▸ DATA ENTRIES
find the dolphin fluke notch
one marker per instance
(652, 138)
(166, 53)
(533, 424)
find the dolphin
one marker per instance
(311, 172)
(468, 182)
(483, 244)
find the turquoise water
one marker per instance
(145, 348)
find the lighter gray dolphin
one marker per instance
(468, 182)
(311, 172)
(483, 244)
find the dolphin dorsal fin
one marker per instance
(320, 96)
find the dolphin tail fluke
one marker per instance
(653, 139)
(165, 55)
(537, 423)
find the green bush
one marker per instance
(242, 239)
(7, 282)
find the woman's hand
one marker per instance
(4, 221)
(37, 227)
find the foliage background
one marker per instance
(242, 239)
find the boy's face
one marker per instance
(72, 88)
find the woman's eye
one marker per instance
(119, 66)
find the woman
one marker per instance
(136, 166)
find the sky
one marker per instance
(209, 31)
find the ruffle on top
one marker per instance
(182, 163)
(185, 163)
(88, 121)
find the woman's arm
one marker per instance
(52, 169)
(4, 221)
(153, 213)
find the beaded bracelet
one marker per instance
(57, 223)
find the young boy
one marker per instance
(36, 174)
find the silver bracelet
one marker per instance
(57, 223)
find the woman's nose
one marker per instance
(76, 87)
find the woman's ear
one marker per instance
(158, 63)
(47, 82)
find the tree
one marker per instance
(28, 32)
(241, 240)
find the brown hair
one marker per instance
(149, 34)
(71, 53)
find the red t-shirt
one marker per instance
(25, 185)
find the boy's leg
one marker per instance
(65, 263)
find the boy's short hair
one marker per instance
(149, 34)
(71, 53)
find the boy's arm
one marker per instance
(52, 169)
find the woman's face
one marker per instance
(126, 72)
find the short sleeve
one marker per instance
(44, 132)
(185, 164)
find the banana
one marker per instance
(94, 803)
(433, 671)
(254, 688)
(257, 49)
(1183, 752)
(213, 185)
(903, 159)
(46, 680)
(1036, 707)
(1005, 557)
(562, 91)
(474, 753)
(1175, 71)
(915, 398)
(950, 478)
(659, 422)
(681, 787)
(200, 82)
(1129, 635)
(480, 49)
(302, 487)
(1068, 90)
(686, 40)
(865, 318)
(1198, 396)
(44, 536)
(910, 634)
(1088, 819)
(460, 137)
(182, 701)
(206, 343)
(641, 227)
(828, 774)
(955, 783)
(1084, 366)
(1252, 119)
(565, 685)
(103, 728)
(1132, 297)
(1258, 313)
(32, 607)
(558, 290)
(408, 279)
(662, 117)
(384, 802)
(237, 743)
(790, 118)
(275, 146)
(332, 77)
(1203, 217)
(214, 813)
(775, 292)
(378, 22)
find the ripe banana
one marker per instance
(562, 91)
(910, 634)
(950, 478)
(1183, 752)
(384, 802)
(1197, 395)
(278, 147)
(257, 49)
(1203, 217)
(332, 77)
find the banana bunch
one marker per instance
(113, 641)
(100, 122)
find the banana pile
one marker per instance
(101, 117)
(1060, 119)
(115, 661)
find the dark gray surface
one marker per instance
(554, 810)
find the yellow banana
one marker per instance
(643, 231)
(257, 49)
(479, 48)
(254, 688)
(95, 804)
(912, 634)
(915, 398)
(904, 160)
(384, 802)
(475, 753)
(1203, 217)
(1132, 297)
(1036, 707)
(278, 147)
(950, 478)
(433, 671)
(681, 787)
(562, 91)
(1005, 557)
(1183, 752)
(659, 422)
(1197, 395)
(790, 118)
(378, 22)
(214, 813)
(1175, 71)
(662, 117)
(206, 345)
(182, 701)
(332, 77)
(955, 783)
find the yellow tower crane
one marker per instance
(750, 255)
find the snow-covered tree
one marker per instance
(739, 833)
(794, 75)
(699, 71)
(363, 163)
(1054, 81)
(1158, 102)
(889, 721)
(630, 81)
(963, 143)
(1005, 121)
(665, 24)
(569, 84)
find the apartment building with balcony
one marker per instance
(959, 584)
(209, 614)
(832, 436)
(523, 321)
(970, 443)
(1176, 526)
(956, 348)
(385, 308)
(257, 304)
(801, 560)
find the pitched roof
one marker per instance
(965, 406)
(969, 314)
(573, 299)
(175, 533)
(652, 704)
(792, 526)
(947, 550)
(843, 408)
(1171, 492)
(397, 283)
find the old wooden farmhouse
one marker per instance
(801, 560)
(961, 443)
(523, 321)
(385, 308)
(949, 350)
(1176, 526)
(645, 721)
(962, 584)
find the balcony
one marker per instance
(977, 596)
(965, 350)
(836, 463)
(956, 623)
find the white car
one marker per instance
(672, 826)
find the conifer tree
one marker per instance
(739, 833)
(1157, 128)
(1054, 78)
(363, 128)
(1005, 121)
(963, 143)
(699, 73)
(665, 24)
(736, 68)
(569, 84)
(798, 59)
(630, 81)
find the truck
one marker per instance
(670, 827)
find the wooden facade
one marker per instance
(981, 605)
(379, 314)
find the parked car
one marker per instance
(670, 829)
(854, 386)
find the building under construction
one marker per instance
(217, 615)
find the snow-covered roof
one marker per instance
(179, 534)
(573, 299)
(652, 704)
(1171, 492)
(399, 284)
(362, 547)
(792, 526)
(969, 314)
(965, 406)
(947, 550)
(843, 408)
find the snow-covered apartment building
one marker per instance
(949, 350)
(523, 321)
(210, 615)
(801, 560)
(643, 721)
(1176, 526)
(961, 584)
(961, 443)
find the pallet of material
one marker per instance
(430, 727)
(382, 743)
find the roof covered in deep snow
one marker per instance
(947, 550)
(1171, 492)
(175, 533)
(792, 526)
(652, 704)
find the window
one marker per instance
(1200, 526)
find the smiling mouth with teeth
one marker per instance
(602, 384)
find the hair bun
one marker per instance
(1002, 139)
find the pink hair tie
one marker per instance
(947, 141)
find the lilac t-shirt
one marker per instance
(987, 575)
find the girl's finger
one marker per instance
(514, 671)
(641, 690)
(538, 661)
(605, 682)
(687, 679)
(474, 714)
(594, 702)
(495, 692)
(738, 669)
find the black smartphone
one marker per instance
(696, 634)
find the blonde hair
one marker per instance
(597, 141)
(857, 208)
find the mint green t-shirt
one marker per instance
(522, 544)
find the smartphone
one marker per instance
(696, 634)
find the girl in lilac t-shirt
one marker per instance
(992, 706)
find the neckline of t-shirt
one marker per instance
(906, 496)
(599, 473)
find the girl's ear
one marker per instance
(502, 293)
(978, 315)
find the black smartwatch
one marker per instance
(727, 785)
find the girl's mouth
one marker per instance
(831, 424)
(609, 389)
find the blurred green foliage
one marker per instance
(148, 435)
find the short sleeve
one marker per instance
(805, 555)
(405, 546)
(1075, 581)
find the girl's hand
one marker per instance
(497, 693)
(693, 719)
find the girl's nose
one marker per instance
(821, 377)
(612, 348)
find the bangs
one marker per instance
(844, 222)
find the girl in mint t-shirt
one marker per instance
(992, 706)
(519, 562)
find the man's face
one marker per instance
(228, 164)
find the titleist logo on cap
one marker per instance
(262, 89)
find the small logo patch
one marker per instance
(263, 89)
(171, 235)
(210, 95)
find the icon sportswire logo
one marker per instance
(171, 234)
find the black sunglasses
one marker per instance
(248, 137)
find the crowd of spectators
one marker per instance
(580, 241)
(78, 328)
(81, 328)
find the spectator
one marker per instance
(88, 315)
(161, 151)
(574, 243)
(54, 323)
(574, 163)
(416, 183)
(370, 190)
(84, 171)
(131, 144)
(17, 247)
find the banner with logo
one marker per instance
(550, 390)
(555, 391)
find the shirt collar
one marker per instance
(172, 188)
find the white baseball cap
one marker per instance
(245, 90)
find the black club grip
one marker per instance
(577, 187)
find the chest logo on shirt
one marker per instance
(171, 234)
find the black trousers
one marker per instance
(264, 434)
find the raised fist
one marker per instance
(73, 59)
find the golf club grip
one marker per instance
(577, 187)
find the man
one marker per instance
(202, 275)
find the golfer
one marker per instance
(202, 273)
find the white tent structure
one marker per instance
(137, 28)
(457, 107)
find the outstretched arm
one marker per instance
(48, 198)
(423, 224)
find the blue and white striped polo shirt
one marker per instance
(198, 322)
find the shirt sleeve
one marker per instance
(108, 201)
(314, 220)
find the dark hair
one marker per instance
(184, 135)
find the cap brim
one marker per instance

▸ TASK GOAL
Word for word, quote the lines from the line containing "find the raised fist" through the end of the material, both included, and nothing else.

▸ SOLUTION FOR THIS EXERCISE
find the raised fist
one marker per instance
(73, 59)
find the golf club grip
one marker per instance
(577, 187)
find the man
one marker per instance
(202, 275)
find the golfer
one marker per instance
(202, 273)
find the white tent structure
one marker per instance
(137, 28)
(457, 107)
find the outstretched arm
one marker per instance
(48, 198)
(423, 224)
find the blue and white striped polo shirt
one marker per instance
(198, 322)
find the shirt sleeve
one marker per instance
(108, 201)
(314, 220)
find the dark hair
one marker per instance
(184, 135)
find the cap brim
one marker per instance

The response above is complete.